▶ _Written exercise_
How many lines in the rows below contain the string "black", with case counting? Reply with the number alone.

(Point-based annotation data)
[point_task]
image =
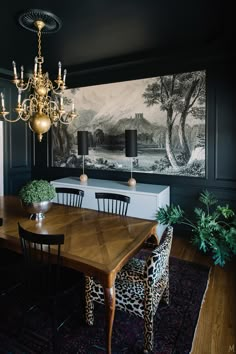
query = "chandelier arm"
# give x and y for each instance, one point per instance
(12, 120)
(44, 104)
(24, 86)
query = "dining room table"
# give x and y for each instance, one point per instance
(97, 244)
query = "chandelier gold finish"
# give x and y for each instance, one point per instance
(44, 105)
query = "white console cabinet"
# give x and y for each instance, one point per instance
(145, 199)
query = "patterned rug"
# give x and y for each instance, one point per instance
(174, 325)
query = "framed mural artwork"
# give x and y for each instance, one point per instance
(168, 112)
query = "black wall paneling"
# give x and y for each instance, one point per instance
(220, 130)
(17, 145)
(225, 149)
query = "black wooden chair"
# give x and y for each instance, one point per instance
(46, 281)
(112, 203)
(69, 196)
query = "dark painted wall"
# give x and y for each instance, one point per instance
(221, 128)
(17, 145)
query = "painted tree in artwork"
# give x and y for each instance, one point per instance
(178, 95)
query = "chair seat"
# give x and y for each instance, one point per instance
(133, 270)
(139, 287)
(11, 279)
(134, 289)
(9, 257)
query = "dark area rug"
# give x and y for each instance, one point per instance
(174, 325)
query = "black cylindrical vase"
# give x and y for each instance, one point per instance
(82, 136)
(131, 142)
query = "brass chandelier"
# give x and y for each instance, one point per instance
(44, 106)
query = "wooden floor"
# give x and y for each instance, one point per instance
(216, 329)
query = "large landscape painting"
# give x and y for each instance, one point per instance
(169, 113)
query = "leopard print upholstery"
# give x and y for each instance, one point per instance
(140, 285)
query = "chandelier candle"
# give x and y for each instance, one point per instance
(45, 105)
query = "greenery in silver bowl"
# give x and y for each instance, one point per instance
(213, 228)
(37, 191)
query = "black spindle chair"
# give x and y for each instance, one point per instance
(47, 282)
(69, 196)
(112, 203)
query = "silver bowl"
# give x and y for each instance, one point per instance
(37, 210)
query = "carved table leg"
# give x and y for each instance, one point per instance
(110, 303)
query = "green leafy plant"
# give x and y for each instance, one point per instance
(37, 191)
(214, 227)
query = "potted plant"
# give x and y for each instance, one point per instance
(36, 197)
(213, 230)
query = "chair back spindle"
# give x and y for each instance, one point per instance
(69, 196)
(112, 203)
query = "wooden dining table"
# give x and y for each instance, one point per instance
(97, 244)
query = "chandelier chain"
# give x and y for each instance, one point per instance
(39, 42)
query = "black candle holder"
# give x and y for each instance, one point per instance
(82, 136)
(131, 151)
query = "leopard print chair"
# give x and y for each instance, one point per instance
(140, 285)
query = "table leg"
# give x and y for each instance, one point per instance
(110, 303)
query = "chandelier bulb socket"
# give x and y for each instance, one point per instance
(39, 24)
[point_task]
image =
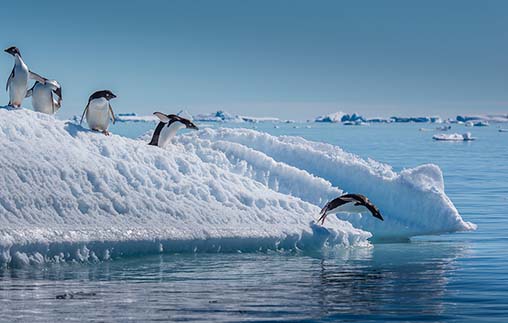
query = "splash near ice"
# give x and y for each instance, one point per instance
(71, 194)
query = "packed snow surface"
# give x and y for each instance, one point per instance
(68, 193)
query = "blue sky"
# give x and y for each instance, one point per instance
(292, 59)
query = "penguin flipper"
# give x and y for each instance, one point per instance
(83, 115)
(37, 77)
(9, 80)
(112, 114)
(30, 91)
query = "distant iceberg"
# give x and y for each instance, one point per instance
(72, 194)
(341, 117)
(431, 119)
(133, 117)
(218, 116)
(332, 117)
(501, 118)
(454, 137)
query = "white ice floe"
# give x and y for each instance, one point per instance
(133, 117)
(218, 116)
(71, 194)
(499, 118)
(332, 117)
(454, 137)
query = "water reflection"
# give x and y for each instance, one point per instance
(407, 280)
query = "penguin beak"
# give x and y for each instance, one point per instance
(58, 92)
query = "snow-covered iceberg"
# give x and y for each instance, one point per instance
(218, 116)
(133, 117)
(332, 117)
(494, 118)
(71, 194)
(430, 119)
(453, 137)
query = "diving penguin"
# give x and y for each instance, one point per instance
(349, 203)
(98, 111)
(42, 96)
(17, 83)
(168, 126)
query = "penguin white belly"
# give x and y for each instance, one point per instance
(169, 132)
(97, 115)
(349, 208)
(42, 99)
(18, 85)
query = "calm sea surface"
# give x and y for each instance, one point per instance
(460, 277)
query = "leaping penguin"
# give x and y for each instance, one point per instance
(349, 203)
(42, 96)
(98, 111)
(168, 126)
(17, 83)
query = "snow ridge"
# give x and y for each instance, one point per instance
(69, 194)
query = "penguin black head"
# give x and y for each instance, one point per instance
(107, 94)
(13, 51)
(168, 118)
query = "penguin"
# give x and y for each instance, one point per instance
(98, 111)
(349, 203)
(42, 96)
(168, 126)
(17, 83)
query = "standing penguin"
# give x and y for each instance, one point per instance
(17, 83)
(168, 126)
(98, 111)
(42, 96)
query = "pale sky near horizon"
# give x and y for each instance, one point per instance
(290, 59)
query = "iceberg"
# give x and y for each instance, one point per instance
(70, 194)
(133, 117)
(332, 117)
(499, 118)
(454, 137)
(431, 119)
(218, 116)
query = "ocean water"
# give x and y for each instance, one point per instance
(461, 277)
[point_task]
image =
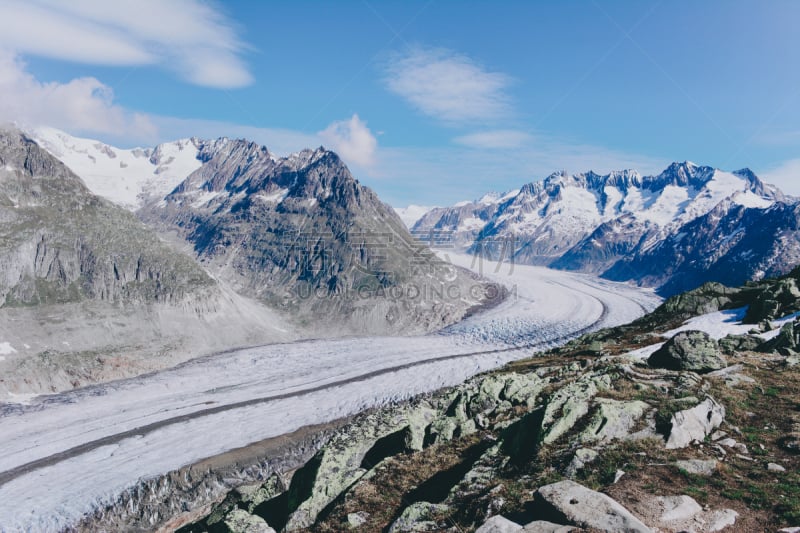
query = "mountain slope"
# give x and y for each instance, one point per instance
(128, 178)
(731, 244)
(302, 234)
(601, 223)
(88, 293)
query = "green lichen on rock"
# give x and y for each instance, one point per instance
(689, 350)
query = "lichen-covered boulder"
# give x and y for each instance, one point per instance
(689, 350)
(695, 424)
(499, 524)
(612, 419)
(419, 516)
(240, 521)
(570, 403)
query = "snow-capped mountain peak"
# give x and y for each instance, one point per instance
(565, 219)
(127, 177)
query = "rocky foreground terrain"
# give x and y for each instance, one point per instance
(659, 425)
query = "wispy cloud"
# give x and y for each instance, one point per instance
(448, 86)
(352, 139)
(498, 139)
(80, 105)
(190, 37)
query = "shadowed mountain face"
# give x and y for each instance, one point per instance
(302, 234)
(60, 243)
(672, 231)
(88, 293)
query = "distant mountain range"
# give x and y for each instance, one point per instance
(673, 231)
(116, 262)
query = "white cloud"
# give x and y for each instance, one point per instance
(498, 139)
(190, 37)
(786, 177)
(448, 86)
(352, 139)
(80, 105)
(281, 142)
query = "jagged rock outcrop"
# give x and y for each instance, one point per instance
(674, 231)
(88, 293)
(573, 504)
(63, 244)
(586, 429)
(689, 350)
(695, 424)
(302, 234)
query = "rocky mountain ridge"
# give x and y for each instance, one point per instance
(301, 233)
(678, 421)
(88, 293)
(611, 224)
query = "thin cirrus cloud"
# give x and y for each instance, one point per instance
(495, 139)
(352, 139)
(173, 35)
(80, 105)
(448, 86)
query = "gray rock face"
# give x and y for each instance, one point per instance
(418, 517)
(301, 234)
(596, 223)
(576, 505)
(543, 526)
(60, 243)
(499, 524)
(82, 282)
(695, 424)
(240, 521)
(689, 350)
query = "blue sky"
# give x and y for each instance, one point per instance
(428, 102)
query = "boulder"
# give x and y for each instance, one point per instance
(573, 504)
(698, 467)
(786, 343)
(543, 526)
(582, 457)
(740, 343)
(719, 520)
(695, 423)
(418, 517)
(613, 419)
(775, 467)
(499, 524)
(678, 508)
(356, 520)
(340, 463)
(689, 350)
(240, 521)
(570, 403)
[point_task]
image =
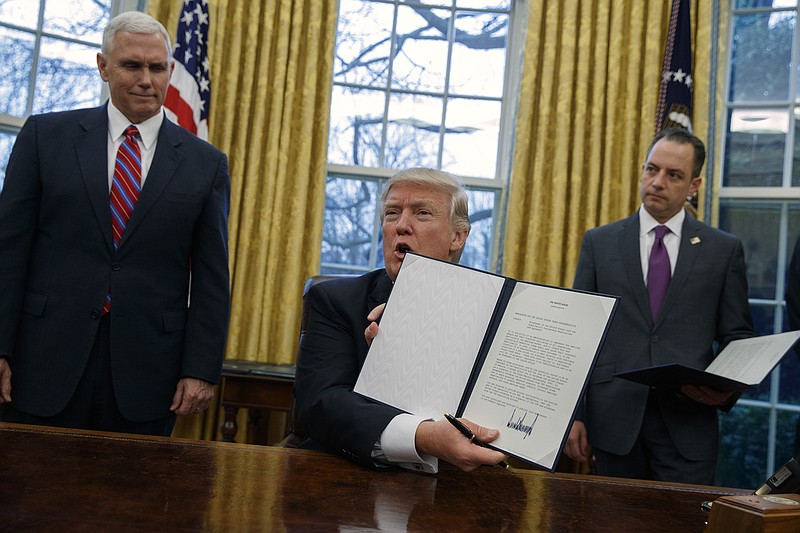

▶ _Output of the task_
6